## What the exercise asks
Change each occurrence of "lamp post" in the material below to "street light", and reproduce everything else unaltered.

Shape labeling records:
- - - - -

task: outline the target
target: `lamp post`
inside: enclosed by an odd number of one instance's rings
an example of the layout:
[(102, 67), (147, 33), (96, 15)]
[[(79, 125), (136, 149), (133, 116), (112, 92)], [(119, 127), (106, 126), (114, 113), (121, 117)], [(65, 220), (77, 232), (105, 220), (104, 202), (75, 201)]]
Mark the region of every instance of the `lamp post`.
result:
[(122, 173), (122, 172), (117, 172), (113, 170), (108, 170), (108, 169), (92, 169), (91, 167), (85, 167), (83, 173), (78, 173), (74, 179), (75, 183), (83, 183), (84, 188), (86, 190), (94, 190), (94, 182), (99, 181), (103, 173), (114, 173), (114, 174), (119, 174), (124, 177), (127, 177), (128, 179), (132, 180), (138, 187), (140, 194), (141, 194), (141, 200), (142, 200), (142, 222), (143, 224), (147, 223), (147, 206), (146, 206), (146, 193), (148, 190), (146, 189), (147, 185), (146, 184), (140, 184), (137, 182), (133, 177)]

- - - - -

## Correct answer
task: outline the target
target: `street light`
inside: enclosed by an odd number of one instance's rings
an example of the layout:
[(102, 67), (147, 33), (96, 15)]
[[(79, 125), (136, 149), (133, 116), (112, 92)], [(119, 127), (106, 126), (114, 113), (121, 117)], [(65, 220), (77, 232), (105, 220), (104, 202), (75, 201)]]
Mark the region of every instance of the `street light`.
result:
[(122, 173), (122, 172), (117, 172), (113, 170), (108, 170), (108, 169), (92, 169), (91, 167), (85, 167), (83, 173), (78, 173), (74, 179), (75, 183), (83, 183), (84, 188), (86, 190), (94, 190), (94, 182), (99, 181), (103, 173), (114, 173), (114, 174), (119, 174), (124, 177), (127, 177), (128, 179), (132, 180), (138, 187), (140, 194), (141, 194), (141, 200), (142, 200), (142, 222), (143, 224), (147, 223), (147, 206), (146, 206), (146, 193), (148, 190), (146, 189), (147, 185), (146, 184), (140, 184), (137, 182), (133, 177)]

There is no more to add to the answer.